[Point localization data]
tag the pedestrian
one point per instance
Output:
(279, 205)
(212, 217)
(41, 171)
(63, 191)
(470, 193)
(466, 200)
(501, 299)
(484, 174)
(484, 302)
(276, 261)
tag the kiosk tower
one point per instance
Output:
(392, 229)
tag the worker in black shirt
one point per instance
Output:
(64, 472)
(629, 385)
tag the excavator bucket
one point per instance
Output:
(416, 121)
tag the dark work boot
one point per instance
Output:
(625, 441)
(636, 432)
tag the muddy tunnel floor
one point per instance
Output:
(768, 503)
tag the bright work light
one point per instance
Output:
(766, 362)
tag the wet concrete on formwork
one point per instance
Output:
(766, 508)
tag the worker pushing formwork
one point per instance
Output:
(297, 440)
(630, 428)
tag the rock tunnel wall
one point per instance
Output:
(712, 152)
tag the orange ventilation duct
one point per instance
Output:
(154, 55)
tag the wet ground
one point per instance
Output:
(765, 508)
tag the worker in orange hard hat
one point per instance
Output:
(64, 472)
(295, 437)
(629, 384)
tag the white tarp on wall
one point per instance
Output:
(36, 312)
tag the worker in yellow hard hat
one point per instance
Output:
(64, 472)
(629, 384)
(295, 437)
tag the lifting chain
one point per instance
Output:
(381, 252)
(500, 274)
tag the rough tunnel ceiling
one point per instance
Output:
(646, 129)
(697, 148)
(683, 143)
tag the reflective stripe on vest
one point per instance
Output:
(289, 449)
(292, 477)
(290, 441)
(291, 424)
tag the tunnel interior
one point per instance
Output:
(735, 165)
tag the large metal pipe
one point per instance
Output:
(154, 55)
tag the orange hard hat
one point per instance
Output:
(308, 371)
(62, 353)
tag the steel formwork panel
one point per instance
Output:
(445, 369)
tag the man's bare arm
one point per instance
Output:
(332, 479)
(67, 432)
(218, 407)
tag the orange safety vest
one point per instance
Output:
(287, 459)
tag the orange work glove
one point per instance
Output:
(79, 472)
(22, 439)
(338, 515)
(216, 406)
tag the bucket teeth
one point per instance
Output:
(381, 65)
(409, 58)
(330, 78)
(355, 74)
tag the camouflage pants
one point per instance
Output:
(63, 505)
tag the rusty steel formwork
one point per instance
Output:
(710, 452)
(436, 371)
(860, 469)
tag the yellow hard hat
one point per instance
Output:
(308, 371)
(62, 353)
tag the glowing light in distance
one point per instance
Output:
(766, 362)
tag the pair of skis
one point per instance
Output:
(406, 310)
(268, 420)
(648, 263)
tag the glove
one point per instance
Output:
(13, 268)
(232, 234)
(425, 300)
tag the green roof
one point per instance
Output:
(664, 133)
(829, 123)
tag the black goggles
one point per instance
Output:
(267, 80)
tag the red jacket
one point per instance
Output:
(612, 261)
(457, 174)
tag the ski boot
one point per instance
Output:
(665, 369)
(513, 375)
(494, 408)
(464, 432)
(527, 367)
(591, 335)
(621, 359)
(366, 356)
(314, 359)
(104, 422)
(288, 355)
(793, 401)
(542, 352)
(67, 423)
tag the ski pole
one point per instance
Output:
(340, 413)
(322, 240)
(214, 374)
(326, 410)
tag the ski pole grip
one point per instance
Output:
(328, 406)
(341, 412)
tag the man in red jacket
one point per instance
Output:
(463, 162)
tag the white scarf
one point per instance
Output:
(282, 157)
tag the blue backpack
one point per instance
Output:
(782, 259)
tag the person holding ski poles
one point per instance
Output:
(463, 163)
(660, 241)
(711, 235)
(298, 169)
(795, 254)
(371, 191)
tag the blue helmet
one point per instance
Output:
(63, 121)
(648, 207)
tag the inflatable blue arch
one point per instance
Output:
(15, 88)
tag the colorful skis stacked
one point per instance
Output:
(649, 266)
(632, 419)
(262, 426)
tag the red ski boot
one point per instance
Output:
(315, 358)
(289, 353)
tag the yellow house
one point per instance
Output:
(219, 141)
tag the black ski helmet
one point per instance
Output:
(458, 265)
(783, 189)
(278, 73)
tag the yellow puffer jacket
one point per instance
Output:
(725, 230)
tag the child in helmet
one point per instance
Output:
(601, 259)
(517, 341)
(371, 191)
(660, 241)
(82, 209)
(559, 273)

#### [WHAT IS REQUIRED]
Each line from the first line of the entries up to and including the line containing "tag the dark work boot" should be transcribed exactly, with all other lines left out.

#### [EXERCISE RESULT]
tag the pedestrian
one point per instance
Output:
(279, 205)
(212, 217)
(41, 171)
(63, 191)
(470, 193)
(466, 200)
(501, 299)
(484, 174)
(484, 302)
(276, 261)
tag the kiosk tower
one point per instance
Output:
(392, 229)
tag the worker in black shirt
one point per instance
Output:
(64, 472)
(629, 385)
tag the excavator bucket
one point per instance
Output:
(416, 121)
tag the dark work boot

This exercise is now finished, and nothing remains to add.